Required work – Images appear in the records below; leave them out and repeat everything else exactly.

-- start Information shown --

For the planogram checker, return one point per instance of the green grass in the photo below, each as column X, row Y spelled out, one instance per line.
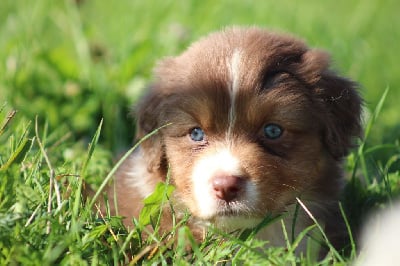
column 71, row 73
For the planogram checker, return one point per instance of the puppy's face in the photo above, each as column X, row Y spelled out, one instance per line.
column 256, row 120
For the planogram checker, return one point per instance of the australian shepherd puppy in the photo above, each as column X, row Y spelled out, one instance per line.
column 256, row 120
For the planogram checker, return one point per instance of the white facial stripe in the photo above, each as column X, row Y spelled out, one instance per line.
column 204, row 170
column 234, row 73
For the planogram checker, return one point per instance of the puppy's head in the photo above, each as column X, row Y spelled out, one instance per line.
column 257, row 119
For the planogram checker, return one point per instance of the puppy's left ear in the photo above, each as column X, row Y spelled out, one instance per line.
column 339, row 100
column 148, row 119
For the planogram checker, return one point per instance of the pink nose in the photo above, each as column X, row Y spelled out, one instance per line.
column 227, row 187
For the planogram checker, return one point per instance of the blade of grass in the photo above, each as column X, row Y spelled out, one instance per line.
column 332, row 249
column 370, row 123
column 119, row 163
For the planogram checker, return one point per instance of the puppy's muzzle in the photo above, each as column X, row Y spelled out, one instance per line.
column 227, row 187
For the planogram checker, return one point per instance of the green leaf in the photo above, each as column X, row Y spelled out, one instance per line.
column 154, row 202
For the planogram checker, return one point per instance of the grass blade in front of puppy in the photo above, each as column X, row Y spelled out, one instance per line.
column 119, row 163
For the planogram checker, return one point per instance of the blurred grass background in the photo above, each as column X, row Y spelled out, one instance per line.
column 72, row 63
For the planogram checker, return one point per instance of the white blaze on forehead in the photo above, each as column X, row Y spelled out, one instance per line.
column 233, row 85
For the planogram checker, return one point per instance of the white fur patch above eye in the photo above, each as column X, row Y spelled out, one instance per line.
column 205, row 169
column 233, row 84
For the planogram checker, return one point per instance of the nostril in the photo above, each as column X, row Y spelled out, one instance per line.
column 227, row 187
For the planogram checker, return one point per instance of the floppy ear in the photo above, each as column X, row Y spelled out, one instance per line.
column 148, row 116
column 340, row 103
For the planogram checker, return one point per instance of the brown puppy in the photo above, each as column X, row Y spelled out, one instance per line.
column 257, row 119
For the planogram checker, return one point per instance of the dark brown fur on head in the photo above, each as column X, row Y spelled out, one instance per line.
column 231, row 84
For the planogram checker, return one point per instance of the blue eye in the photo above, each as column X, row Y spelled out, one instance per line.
column 197, row 134
column 272, row 131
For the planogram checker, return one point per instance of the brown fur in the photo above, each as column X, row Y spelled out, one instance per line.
column 281, row 81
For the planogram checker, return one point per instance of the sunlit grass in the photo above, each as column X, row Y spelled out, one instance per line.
column 69, row 75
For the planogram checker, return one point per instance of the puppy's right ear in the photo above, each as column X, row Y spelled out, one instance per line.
column 148, row 116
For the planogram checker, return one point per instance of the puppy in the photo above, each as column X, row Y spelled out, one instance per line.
column 256, row 120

-- end Information shown --

Response to this task –
For the planogram checker, return one point per instance of the green grass in the photo below, each as column X, row Y spelled out, one instance per line.
column 71, row 73
For the planogram checker, return one point per instance of the puppy's face in the photo above, each as column X, row Y spelled out, one instance per line.
column 256, row 120
For the planogram checker, return one point per instance of the australian shepherd puppy in the photo above, each as column X, row Y spelled out, one instance per line.
column 256, row 120
For the planogram checker, return one point per instance of the white facial stripe in the photo above, each as column X, row Y spelled out, one instance per line.
column 204, row 170
column 234, row 73
For the planogram checker, return one point per instance of the puppy's head in the photo above, each as column X, row Y spelled out, one instance per line.
column 257, row 119
For the planogram checker, return one point per instance of the puppy's left ear in the photo above, each as column X, row Y spelled out, one instance per line.
column 339, row 100
column 148, row 119
For the planogram checker, return one point per instance of the pink nose in the photo above, each as column X, row Y spelled out, one instance per line.
column 227, row 187
For the planogram checker, return one point per instance of the blade of grass in the photo above, each as column X, row Y spelled out, one instance per line.
column 332, row 249
column 370, row 123
column 119, row 163
For the planogram checker, return one point per instance of the puppy's muzzle in the photo above, each as column X, row Y spelled out, one instance per line.
column 227, row 187
For the planogram checker, return one point per instance of the green leaf in the photo above, each as column X, row Y spelled out, one instance per line.
column 154, row 202
For the planogram checker, return one point per instance of the grass blade in front of puppy in the photo above, each as column X, row Y spelled out, one instance per line.
column 119, row 163
For the planogram checker, return one point per instance of the blurred grass background in the photo above, each as column X, row Y spelled out, one instance per line.
column 72, row 63
For the planogram checker, return one point per instance of the white blaze on forehead in the photo above, each as column X, row Y spelled out, one instance per line.
column 233, row 85
For the planogram checker, return one point per instance of the white fur patch above eye in the photo above, each as column X, row Y spelled out, one instance per line.
column 205, row 169
column 233, row 84
For the planogram checker, return one point per instance of the nostril in the photo above, each as column X, row Y spelled out, one instance per line.
column 227, row 187
For the planogram checker, return one point per instance of the floppy ear in the photo above, each as column X, row Y spelled out, one instance per line.
column 148, row 116
column 340, row 103
For the planogram checker, return one point per instance of the brown puppy in the photo above, each as column X, row Y spelled out, one instance per line.
column 257, row 119
For the planogram checker, return one point per instance of the dark brown fur on head in the photo above, each as column X, row Y spelled out, one instance per line.
column 231, row 84
For the planogram checker, return one point per instance of the blue eye in the photo above, each as column X, row Y spelled out, one instance per line.
column 197, row 134
column 272, row 131
For the planogram checker, return one point per instance of the brown fur in the photo above, each as column X, row Y spelled out, one instance per line.
column 281, row 81
For the planogram checker, return one point per instance of the sunlit grass in the photo above, each as column X, row Y spelled out, one instance per line.
column 69, row 75
For the planogram checker, return one point per instance of the puppy's right ear in the photo above, each as column X, row Y spelled out, one instance per line.
column 148, row 116
For the planogram checker, return one point per instance of the puppy in the photo above, each as column X, row Y spelled out, one instance per line.
column 256, row 120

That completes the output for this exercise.